• _Page_:
Episode 61 — Apply Threat Intelligence Frameworks: Diamond Model, ATT&CK for ICS, and Kill Chain
When people first hear the phrase threat intelligence, it can sound like a secret club that only big government agencies or massive companies can join, because the word intelligence carries a kind of movie-like vibe. In reality, threat intelligence is simply the disciplined habit of turning messy information about adversaries and attacks into understanding that helps you make better decisions. For Operational Technology (O T), that matters even more because mistakes can lead to real-world consequences like equipment damage, unsafe conditions, or a shutdown that affects the public. The hardest part for beginners is that threat information often arrives as scattered facts: a suspicious file name, a strange network connection, a headline about an incident, or a rumor about a new tactic. Frameworks help you organize those facts so you can reason clearly, communicate consistently, and avoid overreacting to the wrong detail. In this lesson we’ll build that mental structure by using three well-known frameworks that behave like different lenses: the Diamond Model, the MITRE ATT&CK for ICS knowledge base, and the Cyber Kill Chain.
Before we continue, a quick note: this audio course is a companion to our course companion books. The first book is about the exam and provides detailed information on how to pass it best. The second book is a Kindle-only eBook that contains 1,000 flashcards that can be used on your mobile device or Kindle. Check them both out at Cyber Author dot me, in the Bare Metal Study Guides Series.
A useful starting point is to separate raw data from intelligence, because new learners often treat them as the same thing and then get frustrated when “intel” doesn’t immediately tell them what to do. Data is a fact you can point to, like an I P address, a process name, a time stamp, or a vendor advisory. Information is data with basic context, like knowing that the I P address is associated with a hosting provider or that the process name is unusual for a controller engineering workstation. Intelligence is information that has been interpreted for a specific decision, such as whether to block a remote connection, whether to adjust monitoring, or whether to change how remote support is handled. Frameworks support that interpretation step by providing categories and relationships that keep you from chasing random indicators. In O T, you also have to recognize that “actionable” does not always mean “block it right now,” because availability and safety are top priorities and a blunt response can be worse than the threat. The goal is a calm, repeatable method for understanding who might be attacking, how they do it, and what stage they are in, so your response can be proportionate and safe.
The Diamond Model is a great first lens because it forces you to think in relationships instead of isolated events, and that is exactly what beginners need when they are tempted to anchor on a single artifact. The model describes an intrusion event using four core features: adversary, infrastructure, capability, and victim. The idea is that if you know something about one corner, you can reason about the others and ask better questions. For example, if you learn about a capability like a specific type of malware or a technique for remote control, you can ask what infrastructure it tends to use, what kinds of victims it targets, and what adversaries historically used it. In O T settings, this matters because the environment is often stable and predictable, so changes stand out, but you still need a way to explain why a change might be malicious rather than a normal maintenance action. The Diamond Model becomes a structured storytelling tool: it turns scattered observations into a coherent narrative that other people can follow, including operators, engineers, and leaders.

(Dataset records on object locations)
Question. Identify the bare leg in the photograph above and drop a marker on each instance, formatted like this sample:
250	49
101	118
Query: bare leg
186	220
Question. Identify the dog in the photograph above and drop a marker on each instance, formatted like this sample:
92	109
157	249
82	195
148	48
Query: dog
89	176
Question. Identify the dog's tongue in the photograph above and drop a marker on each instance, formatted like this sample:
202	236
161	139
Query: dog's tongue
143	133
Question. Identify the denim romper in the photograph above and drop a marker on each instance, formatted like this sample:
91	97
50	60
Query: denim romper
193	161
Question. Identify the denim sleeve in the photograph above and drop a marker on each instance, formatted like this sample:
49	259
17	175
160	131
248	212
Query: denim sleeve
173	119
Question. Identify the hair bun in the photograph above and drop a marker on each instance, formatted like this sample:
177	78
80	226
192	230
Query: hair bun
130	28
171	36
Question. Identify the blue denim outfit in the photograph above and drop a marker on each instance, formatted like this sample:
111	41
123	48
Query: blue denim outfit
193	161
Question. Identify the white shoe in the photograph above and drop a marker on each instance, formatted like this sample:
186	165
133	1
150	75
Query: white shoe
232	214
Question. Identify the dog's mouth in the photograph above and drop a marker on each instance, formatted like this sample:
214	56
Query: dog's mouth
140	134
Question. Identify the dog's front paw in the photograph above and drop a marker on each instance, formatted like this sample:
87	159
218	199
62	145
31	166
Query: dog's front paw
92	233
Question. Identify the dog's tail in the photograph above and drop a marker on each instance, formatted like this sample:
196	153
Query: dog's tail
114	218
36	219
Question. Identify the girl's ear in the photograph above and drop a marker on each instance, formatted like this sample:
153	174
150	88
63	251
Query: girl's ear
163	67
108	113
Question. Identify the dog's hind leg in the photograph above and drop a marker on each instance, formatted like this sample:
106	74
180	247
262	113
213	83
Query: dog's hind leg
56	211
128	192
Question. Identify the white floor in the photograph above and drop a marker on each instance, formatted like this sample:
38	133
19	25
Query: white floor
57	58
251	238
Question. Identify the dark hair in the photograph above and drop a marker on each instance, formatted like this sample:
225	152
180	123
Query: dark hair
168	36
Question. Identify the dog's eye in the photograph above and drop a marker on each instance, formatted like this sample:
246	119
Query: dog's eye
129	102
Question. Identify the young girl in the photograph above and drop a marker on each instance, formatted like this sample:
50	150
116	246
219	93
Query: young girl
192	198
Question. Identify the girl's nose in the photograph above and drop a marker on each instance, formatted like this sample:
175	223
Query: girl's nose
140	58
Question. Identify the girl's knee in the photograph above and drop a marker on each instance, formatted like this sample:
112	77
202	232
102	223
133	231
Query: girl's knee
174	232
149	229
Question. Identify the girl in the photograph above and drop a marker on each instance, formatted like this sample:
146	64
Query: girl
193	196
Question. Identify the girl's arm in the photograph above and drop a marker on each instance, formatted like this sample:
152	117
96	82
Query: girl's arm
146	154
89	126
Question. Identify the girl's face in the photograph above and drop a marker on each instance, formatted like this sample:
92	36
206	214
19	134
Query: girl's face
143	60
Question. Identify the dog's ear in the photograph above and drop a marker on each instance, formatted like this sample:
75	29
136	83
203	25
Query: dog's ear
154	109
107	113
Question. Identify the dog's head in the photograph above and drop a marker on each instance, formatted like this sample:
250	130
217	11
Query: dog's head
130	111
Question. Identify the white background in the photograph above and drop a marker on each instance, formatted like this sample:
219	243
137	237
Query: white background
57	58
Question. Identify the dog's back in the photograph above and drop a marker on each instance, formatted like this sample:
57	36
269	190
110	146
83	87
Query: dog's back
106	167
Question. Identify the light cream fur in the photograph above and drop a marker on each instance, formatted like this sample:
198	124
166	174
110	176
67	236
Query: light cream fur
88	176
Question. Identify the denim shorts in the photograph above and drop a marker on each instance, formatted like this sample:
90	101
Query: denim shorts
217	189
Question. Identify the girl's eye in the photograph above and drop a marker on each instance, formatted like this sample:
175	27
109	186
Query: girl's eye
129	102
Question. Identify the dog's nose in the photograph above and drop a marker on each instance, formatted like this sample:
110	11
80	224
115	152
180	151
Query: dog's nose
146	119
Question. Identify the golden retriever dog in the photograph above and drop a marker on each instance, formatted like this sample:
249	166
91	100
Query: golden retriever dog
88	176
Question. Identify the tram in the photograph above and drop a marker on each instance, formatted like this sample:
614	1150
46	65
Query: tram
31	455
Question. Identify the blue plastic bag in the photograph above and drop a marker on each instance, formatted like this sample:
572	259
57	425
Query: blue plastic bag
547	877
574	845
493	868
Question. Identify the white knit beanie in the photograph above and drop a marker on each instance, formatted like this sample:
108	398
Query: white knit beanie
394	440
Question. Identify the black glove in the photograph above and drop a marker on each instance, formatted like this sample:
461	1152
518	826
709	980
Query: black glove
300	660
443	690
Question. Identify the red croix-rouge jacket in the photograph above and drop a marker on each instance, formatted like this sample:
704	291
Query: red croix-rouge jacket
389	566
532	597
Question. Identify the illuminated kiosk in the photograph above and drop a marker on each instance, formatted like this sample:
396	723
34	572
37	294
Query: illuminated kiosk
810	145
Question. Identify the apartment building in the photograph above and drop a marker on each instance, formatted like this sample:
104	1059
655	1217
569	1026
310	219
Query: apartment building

• _Brief_:
According to the threat intelligence transcript, which four core features does the Diamond Model use to describe an intrusion event? The records were taken from a source separate from the transcript.

• _The response_:
Adversary, infrastructure, capability, and victim.